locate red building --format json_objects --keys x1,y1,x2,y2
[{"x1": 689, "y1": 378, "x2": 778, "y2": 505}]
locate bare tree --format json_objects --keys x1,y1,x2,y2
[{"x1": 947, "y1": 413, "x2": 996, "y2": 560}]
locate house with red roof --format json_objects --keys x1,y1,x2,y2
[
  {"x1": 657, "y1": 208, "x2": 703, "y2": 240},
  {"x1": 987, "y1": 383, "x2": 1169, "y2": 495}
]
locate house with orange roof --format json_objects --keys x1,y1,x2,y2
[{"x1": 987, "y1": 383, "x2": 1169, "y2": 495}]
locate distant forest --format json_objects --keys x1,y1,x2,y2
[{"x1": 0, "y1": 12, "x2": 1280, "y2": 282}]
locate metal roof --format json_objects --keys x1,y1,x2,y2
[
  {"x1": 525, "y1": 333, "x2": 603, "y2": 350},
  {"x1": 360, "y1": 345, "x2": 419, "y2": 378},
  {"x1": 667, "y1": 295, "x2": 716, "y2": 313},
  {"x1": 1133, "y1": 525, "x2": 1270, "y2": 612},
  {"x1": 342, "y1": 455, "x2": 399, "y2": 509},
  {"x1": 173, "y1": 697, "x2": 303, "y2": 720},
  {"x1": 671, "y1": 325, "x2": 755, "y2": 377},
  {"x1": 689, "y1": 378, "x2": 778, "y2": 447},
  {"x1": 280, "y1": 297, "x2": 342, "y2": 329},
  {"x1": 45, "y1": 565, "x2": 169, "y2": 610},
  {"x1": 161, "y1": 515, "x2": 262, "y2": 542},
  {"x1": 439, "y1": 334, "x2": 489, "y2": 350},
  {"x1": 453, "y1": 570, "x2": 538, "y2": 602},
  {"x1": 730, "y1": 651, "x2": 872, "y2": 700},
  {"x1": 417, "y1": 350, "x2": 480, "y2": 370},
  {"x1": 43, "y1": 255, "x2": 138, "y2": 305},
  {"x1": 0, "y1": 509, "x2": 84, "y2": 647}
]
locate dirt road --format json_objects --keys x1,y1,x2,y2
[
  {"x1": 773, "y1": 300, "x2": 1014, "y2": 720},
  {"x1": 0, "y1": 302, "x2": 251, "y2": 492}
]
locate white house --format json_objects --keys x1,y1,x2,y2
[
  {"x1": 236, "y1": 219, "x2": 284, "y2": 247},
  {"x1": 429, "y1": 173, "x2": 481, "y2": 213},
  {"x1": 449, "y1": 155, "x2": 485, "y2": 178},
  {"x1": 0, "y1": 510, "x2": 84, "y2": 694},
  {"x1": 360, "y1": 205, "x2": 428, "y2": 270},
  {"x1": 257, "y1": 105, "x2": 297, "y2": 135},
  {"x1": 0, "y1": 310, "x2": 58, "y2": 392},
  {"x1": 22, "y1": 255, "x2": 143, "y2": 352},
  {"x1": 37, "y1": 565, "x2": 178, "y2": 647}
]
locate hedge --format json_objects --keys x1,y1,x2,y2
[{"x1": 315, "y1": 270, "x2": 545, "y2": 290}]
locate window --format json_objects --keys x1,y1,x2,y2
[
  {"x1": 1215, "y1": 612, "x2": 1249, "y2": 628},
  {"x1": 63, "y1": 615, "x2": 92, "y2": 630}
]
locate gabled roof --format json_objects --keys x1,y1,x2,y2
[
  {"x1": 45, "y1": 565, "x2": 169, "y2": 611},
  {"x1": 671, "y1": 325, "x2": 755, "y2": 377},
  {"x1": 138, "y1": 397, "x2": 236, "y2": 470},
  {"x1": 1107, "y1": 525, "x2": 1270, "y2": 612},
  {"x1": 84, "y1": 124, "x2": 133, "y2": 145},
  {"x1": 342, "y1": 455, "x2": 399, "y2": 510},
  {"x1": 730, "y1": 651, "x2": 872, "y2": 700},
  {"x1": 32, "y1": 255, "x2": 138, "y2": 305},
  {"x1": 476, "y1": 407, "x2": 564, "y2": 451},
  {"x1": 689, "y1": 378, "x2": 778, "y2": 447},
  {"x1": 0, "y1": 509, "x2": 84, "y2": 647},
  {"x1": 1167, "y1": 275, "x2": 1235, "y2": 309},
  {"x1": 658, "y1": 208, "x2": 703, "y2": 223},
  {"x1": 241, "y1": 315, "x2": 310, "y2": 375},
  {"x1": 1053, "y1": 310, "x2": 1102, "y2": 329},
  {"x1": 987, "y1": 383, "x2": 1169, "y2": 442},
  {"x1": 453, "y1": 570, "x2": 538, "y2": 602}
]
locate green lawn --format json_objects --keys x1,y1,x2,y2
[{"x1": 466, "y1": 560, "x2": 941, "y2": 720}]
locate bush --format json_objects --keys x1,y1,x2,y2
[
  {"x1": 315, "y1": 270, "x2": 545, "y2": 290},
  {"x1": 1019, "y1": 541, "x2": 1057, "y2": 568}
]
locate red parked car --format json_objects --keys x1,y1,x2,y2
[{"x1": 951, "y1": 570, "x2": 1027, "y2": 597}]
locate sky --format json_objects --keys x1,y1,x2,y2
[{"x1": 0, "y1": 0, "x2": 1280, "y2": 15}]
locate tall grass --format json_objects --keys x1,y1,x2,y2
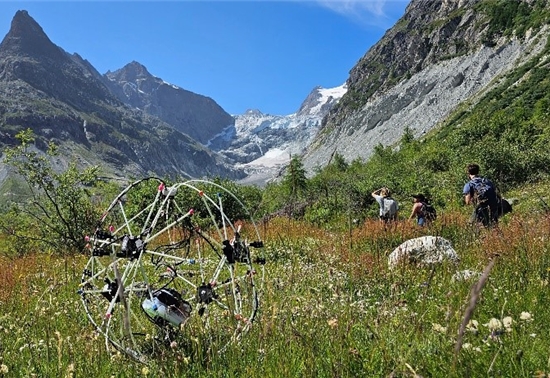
[{"x1": 0, "y1": 213, "x2": 550, "y2": 377}]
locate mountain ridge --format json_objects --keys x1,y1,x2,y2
[{"x1": 303, "y1": 0, "x2": 549, "y2": 174}]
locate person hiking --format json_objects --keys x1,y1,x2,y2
[
  {"x1": 409, "y1": 194, "x2": 427, "y2": 227},
  {"x1": 371, "y1": 187, "x2": 399, "y2": 223},
  {"x1": 462, "y1": 164, "x2": 498, "y2": 227}
]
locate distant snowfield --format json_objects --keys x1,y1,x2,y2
[{"x1": 243, "y1": 148, "x2": 290, "y2": 168}]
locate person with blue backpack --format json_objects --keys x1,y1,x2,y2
[
  {"x1": 371, "y1": 187, "x2": 399, "y2": 223},
  {"x1": 462, "y1": 164, "x2": 498, "y2": 227}
]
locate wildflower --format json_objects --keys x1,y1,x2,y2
[
  {"x1": 485, "y1": 318, "x2": 502, "y2": 331},
  {"x1": 502, "y1": 316, "x2": 513, "y2": 332},
  {"x1": 519, "y1": 311, "x2": 533, "y2": 322},
  {"x1": 466, "y1": 319, "x2": 479, "y2": 332}
]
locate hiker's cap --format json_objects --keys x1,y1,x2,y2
[{"x1": 412, "y1": 193, "x2": 426, "y2": 202}]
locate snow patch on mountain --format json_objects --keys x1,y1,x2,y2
[{"x1": 207, "y1": 84, "x2": 347, "y2": 185}]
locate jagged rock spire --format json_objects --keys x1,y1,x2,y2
[{"x1": 0, "y1": 10, "x2": 64, "y2": 59}]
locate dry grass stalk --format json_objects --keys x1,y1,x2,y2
[{"x1": 453, "y1": 257, "x2": 496, "y2": 365}]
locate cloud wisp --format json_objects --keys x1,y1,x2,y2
[{"x1": 315, "y1": 0, "x2": 409, "y2": 29}]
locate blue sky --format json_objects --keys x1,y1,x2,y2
[{"x1": 0, "y1": 0, "x2": 409, "y2": 115}]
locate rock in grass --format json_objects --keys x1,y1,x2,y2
[{"x1": 388, "y1": 236, "x2": 460, "y2": 268}]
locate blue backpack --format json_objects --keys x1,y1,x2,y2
[{"x1": 470, "y1": 177, "x2": 498, "y2": 207}]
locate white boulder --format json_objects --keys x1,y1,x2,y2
[{"x1": 388, "y1": 236, "x2": 459, "y2": 268}]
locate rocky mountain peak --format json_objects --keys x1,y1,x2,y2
[
  {"x1": 0, "y1": 10, "x2": 63, "y2": 59},
  {"x1": 106, "y1": 60, "x2": 154, "y2": 82}
]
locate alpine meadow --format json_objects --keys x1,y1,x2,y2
[{"x1": 0, "y1": 0, "x2": 550, "y2": 378}]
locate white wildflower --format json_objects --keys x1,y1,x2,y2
[
  {"x1": 485, "y1": 318, "x2": 502, "y2": 331},
  {"x1": 519, "y1": 311, "x2": 533, "y2": 322}
]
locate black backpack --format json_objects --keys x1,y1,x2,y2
[
  {"x1": 420, "y1": 202, "x2": 437, "y2": 221},
  {"x1": 470, "y1": 177, "x2": 497, "y2": 206}
]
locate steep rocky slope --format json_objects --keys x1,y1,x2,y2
[
  {"x1": 303, "y1": 0, "x2": 550, "y2": 172},
  {"x1": 105, "y1": 62, "x2": 235, "y2": 144},
  {"x1": 0, "y1": 11, "x2": 242, "y2": 182}
]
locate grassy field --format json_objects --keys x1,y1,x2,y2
[{"x1": 0, "y1": 207, "x2": 550, "y2": 377}]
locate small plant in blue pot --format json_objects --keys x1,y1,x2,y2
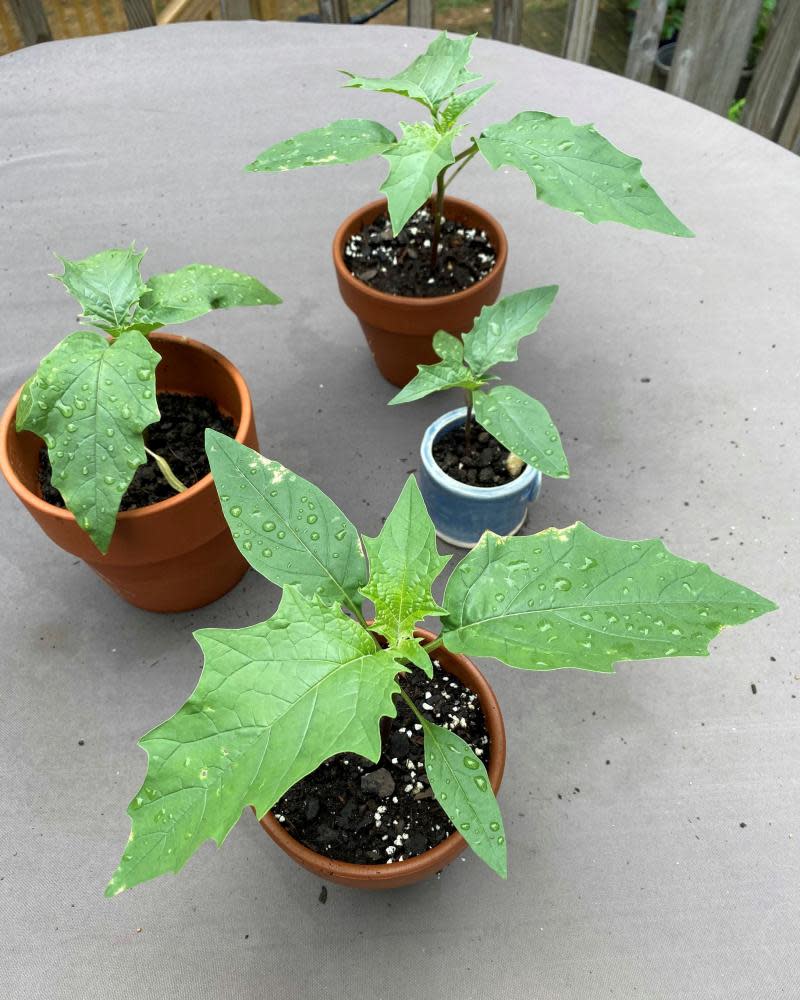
[{"x1": 390, "y1": 285, "x2": 569, "y2": 548}]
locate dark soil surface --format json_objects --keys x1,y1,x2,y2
[
  {"x1": 39, "y1": 392, "x2": 236, "y2": 510},
  {"x1": 273, "y1": 661, "x2": 489, "y2": 864},
  {"x1": 344, "y1": 207, "x2": 497, "y2": 298},
  {"x1": 433, "y1": 423, "x2": 525, "y2": 488}
]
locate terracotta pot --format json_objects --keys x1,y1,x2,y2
[
  {"x1": 261, "y1": 629, "x2": 506, "y2": 889},
  {"x1": 0, "y1": 334, "x2": 258, "y2": 612},
  {"x1": 333, "y1": 197, "x2": 508, "y2": 386}
]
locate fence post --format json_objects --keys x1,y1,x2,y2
[
  {"x1": 122, "y1": 0, "x2": 156, "y2": 28},
  {"x1": 667, "y1": 0, "x2": 761, "y2": 115},
  {"x1": 10, "y1": 0, "x2": 53, "y2": 45},
  {"x1": 319, "y1": 0, "x2": 350, "y2": 24},
  {"x1": 625, "y1": 0, "x2": 667, "y2": 83},
  {"x1": 561, "y1": 0, "x2": 598, "y2": 62},
  {"x1": 742, "y1": 0, "x2": 800, "y2": 139},
  {"x1": 492, "y1": 0, "x2": 522, "y2": 45},
  {"x1": 406, "y1": 0, "x2": 435, "y2": 28}
]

**Your objective:**
The required output is the exact sequence of lines from the one containing "locate terracotta pot" through the end of the listing, both endpoints included.

**Answer:**
locate terracotta pot --format json_objects --keys x1,y1,x2,y2
[
  {"x1": 261, "y1": 629, "x2": 506, "y2": 889},
  {"x1": 0, "y1": 334, "x2": 258, "y2": 612},
  {"x1": 333, "y1": 197, "x2": 508, "y2": 386}
]
locate fence post --format json_objects --keys x1,y1,x2,y2
[
  {"x1": 122, "y1": 0, "x2": 156, "y2": 28},
  {"x1": 667, "y1": 0, "x2": 761, "y2": 115},
  {"x1": 10, "y1": 0, "x2": 53, "y2": 45},
  {"x1": 319, "y1": 0, "x2": 350, "y2": 24},
  {"x1": 625, "y1": 0, "x2": 667, "y2": 83},
  {"x1": 561, "y1": 0, "x2": 598, "y2": 62},
  {"x1": 742, "y1": 0, "x2": 800, "y2": 139},
  {"x1": 492, "y1": 0, "x2": 522, "y2": 45},
  {"x1": 406, "y1": 0, "x2": 435, "y2": 28}
]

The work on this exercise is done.